» **WHAT IS EXPECTED**: In the copy of these records, include no pictures and change nothing else.

>>>>>

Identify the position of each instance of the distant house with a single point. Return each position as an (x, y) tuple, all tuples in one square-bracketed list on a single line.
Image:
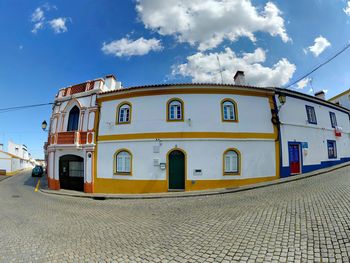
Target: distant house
[(15, 159)]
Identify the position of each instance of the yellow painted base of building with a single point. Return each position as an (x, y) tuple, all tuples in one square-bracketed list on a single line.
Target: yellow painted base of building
[(120, 186), (16, 172)]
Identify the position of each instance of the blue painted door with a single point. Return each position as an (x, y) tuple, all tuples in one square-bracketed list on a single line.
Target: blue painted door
[(294, 158)]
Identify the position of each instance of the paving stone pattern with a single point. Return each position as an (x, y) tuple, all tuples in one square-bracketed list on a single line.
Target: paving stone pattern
[(302, 221)]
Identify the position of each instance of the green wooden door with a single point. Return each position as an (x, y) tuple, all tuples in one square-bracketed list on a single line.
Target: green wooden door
[(176, 170)]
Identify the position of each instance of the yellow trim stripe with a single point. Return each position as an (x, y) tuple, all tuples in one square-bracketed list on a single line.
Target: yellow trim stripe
[(181, 135), (178, 90), (37, 186)]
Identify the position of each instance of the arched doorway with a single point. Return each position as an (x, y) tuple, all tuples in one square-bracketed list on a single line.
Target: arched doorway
[(71, 168), (176, 172), (73, 119)]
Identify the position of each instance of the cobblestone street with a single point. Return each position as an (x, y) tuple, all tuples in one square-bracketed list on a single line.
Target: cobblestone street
[(302, 221)]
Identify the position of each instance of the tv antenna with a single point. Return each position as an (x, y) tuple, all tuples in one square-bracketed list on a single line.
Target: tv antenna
[(220, 70)]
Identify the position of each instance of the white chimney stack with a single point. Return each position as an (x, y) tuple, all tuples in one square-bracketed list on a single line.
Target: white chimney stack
[(321, 95), (239, 78), (111, 83)]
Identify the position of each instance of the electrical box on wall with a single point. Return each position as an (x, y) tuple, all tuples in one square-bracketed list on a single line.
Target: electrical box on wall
[(156, 162), (162, 166), (197, 172), (156, 149)]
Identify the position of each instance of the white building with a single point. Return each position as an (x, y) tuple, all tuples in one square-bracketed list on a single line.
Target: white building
[(314, 133), (15, 159), (71, 147), (171, 137)]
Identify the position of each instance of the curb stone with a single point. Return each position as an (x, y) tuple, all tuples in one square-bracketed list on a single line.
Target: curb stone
[(194, 193)]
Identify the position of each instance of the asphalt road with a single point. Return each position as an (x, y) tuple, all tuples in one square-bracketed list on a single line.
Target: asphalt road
[(302, 221)]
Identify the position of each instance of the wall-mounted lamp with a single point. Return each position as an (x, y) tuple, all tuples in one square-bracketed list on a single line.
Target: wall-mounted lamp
[(44, 125), (282, 99)]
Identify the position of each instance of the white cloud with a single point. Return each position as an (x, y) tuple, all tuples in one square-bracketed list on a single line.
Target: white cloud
[(347, 9), (207, 23), (59, 25), (37, 27), (38, 18), (127, 47), (320, 44), (203, 67), (38, 15), (303, 83)]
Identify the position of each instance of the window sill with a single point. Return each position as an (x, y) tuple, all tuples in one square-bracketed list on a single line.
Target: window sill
[(232, 174), (181, 120), (121, 123), (229, 120), (123, 174)]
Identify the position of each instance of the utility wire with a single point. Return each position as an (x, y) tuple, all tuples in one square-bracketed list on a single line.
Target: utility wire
[(320, 65), (2, 110)]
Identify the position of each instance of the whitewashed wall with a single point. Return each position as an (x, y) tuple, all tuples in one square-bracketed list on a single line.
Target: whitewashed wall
[(203, 110), (295, 127), (5, 162), (258, 158)]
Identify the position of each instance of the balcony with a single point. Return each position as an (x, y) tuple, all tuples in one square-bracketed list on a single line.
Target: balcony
[(79, 88), (72, 137)]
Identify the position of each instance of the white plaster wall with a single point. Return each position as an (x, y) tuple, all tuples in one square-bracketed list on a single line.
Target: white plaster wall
[(16, 164), (88, 168), (203, 110), (5, 164), (51, 165), (296, 128), (258, 158)]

<<<<<

» **YOUR RESPONSE**:
Identify the position of each instance of the distant house with a single point. Return each position as an (x, y) tuple, all tuples in one square-bracketed list on a single line.
Image:
Target: distant house
[(15, 159)]
Identify the position of each instance of the yellow painted base of building with a single point. Return each position as an (x, y) tuple, all tuples in one square-bracketed list on a single line.
Target: yellow painted base of building
[(120, 186), (16, 172)]
Identify the position of each instance of the blue painted door with a single point. Return each position as an (x, y) tuple, all tuples in one square-bracketed list on a single line.
Target: blue painted door
[(294, 158)]
Identify the position of each instance of the paving stone pattern with a single point. Return each position as an (x, y) tuple, all tuples in one square-bracketed list on a single line.
Target: paving stone pattern
[(302, 221)]
Identify the position of each instance of the green wooden door with a single point. Return each position as an (x, y) tuple, all tuples in one square-bracketed list on a single line.
Target: green wooden door
[(176, 170)]
Identify the position of each instance of the yellow trim stripe with a single point. Return each position as an (x, y) tuple, all tuples in one square-bracketed list on a single line.
Target: yellow trim stripe
[(181, 135), (178, 90), (37, 186)]
Identify the position of each instance of the arched doorway with a single point. Return each position as an (x, y) tuple, all tuples in one square-bracketed list on a single line.
Target: arched doorway
[(71, 168), (176, 172), (73, 119)]
Identify the position of each instance of the cobblestone street with a single point. Return each position as an (x, y) tuple, all tuples in one square-bracketed list on a single line.
Target: cobblestone street
[(302, 221)]
Identify the position of each instance of the tv antenna with a single point. Return each position as an (x, y) tuple, all tuples in one square-bracketed list on a single line.
Target: tv antenna
[(220, 70)]
Identify the position of each instance of the white chimney stack with a single point. Return each position as an (x, y) tuple, all tuples in one square-bracketed list on a single line.
Target: white chimney stack
[(321, 95), (239, 78), (111, 83)]
Identify the position of each instance of the electrical box on wall with a single point. Return each position as an (x, y) tuple, all tuples in one square-bracketed list on a single line.
Target: electrical box on wall
[(156, 162), (162, 166), (197, 172), (156, 149)]
Identify the position of each instance of the white building with a single point. Return each position as an (x, y) tuple, all tuples in one square-bracketed list on a single line.
Target: white building
[(314, 133), (15, 159), (71, 147), (171, 137)]
Identify the position of each instance of the curb stone with a single point. Return each position as an (x, y) tuple, all tuples in one square-bracketed list on a single line.
Target: curb stone
[(194, 193)]
Identify the position of each instance of the asphalt road with a single point. Return each position as an (x, y) tuple, all tuples in one square-bracketed list on a single line.
Target: asphalt road
[(302, 221)]
Identify the position of each instance of the wall-mounted lamp with a single point. Return each position as an (x, y) tuple, all tuples in one square-bracketed list on a single line.
Target: wall-mounted lamp
[(44, 125), (282, 99)]
Identify the position of each instance of the white cloud with a single point. Return each position as an (x, y) tuple, all tuples in one square-bracketed list on a single line.
Target: white cloud
[(347, 9), (207, 23), (59, 25), (37, 27), (38, 18), (127, 47), (320, 44), (203, 67), (38, 15), (303, 83)]
Identify the position of each instance of the window sill with a single point. Return each position as an (x, y) tuple, all tuples in one square-bracketed list on a single line.
Target: window sill
[(232, 174), (181, 120), (121, 123), (229, 120), (123, 174)]
Identify the position of each instance of the utility wire with a single point. Return each position as an (x, y) tuple, all tuples in one square-bracketed list on a single line.
Target: utility wire
[(320, 65), (2, 110)]
Identify the position of each instance of the whitewashed wall with a single point. Return each position as an (x, y) tuple, all tuples in one square-bracketed list on a single line.
Target: whitewashed wall
[(203, 110), (295, 127), (5, 162), (258, 158)]
Identify the position of each instance of the balcony with a single point. Return each position as an (x, y) tuple, all tuples in one square-bracketed list on a single line.
Target: balcony
[(79, 88), (72, 137)]
Identify the position of each instance of the white plaster wall with a single point. Return each position as an (x, y) tuple, all tuples in one square-bracketed list on a single line.
Target: white plaster wall
[(16, 164), (88, 168), (203, 110), (5, 164), (51, 165), (296, 128), (258, 158)]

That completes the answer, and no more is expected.